**Work to be completed**:
Show, in full, each line of the data that contains "below".

***

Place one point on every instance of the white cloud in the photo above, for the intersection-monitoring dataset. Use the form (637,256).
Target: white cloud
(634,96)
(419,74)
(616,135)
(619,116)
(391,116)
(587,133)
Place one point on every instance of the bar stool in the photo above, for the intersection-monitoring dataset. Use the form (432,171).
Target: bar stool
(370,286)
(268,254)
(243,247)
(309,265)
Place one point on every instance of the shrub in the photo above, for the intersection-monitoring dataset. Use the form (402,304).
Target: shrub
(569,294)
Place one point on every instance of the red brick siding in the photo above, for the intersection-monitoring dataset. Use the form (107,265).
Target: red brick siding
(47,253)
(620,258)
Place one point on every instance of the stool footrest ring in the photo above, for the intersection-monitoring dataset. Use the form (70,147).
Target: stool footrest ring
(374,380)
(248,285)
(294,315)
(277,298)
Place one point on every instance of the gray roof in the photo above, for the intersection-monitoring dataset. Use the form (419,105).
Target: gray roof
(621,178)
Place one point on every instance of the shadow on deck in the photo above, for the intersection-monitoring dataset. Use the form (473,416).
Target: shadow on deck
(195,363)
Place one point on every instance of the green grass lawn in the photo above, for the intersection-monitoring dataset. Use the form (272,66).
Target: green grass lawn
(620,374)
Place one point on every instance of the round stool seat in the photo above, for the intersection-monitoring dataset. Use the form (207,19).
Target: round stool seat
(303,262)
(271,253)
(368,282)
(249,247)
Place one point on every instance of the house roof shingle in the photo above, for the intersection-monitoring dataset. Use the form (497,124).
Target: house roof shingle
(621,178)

***

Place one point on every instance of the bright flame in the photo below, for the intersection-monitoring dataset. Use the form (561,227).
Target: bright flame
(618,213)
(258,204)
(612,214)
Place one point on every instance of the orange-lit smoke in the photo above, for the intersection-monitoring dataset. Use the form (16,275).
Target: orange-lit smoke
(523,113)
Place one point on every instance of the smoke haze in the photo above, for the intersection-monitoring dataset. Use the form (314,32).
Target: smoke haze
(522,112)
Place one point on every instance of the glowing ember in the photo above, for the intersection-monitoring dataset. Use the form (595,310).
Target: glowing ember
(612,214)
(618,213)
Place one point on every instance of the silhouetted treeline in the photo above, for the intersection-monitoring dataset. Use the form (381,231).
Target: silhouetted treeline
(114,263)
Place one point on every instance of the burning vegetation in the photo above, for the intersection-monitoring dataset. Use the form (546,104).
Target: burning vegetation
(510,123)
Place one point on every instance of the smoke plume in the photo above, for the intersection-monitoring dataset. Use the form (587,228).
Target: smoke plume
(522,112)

***

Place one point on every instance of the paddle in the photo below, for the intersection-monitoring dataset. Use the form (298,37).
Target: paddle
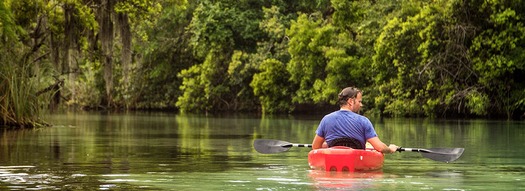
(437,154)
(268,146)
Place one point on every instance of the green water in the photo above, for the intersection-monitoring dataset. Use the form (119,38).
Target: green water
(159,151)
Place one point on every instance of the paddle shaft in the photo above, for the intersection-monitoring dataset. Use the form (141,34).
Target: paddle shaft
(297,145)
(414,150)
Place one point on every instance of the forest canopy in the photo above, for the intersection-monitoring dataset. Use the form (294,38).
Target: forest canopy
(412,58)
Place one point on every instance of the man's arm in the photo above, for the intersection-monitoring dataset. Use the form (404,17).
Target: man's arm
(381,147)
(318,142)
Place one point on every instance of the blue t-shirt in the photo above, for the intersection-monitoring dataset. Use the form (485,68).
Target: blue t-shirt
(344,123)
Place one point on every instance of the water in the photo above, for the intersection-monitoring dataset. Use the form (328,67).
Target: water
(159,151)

***

**Exercise response**:
Place one point on every instance of the bright flame in the photo below, for the intersection-monitoring dataset. Use the form (561,227).
Place one point on every instance of the paddle in the photo below, for the intersection-monitoring dataset. Use the form (298,37).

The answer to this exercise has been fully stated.